§ Aim of the task: Going through the entries below, find how many lines hold "arch", then give that number alone.

BEGIN

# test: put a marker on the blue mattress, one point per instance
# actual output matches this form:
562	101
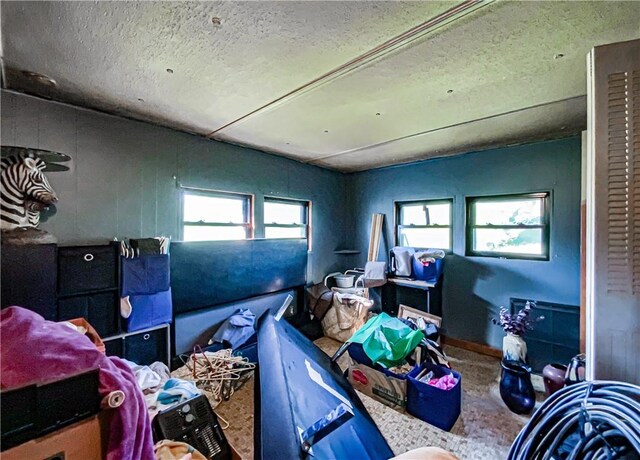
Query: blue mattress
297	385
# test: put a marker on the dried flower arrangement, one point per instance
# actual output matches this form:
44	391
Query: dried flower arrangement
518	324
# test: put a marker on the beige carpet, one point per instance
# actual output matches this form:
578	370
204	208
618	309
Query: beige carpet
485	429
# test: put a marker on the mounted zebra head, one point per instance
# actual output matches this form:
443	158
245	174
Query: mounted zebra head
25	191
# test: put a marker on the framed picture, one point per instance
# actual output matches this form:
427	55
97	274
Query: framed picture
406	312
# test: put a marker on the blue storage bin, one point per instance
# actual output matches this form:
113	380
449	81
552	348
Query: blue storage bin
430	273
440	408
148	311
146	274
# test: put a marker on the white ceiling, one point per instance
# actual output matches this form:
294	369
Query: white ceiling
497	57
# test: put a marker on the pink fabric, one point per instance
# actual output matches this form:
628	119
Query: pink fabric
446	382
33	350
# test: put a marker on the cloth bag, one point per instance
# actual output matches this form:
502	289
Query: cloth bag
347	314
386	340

END
BEGIN

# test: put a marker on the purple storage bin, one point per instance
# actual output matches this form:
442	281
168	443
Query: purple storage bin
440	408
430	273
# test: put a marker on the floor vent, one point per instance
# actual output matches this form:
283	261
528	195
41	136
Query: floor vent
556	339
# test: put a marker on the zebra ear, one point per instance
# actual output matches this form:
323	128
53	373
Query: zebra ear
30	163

END
BEGIN

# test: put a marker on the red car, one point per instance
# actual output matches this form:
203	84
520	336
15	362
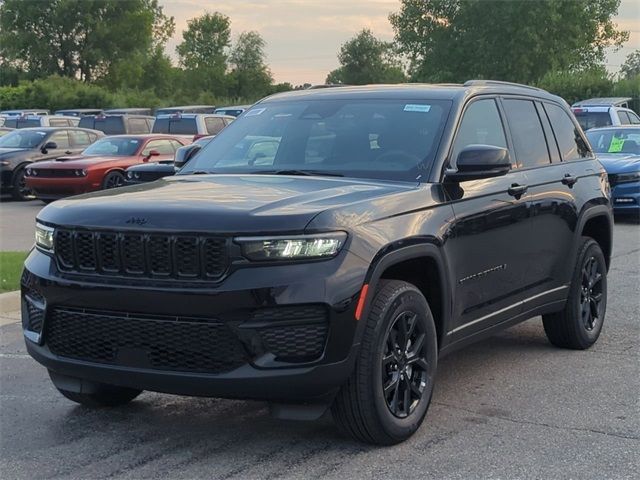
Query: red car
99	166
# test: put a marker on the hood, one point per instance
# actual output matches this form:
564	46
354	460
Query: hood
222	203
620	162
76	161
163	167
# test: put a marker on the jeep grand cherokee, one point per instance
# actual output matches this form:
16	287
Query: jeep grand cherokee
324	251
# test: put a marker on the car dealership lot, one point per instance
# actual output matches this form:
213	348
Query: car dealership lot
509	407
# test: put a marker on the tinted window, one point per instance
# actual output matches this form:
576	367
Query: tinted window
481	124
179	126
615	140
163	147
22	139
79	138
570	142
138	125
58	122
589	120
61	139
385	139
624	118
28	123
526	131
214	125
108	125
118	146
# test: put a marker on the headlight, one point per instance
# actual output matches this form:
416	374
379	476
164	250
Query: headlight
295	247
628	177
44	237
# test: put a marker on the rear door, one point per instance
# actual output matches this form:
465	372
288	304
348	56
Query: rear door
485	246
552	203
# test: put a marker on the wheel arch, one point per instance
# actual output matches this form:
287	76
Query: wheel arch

END

§ The completed task: 2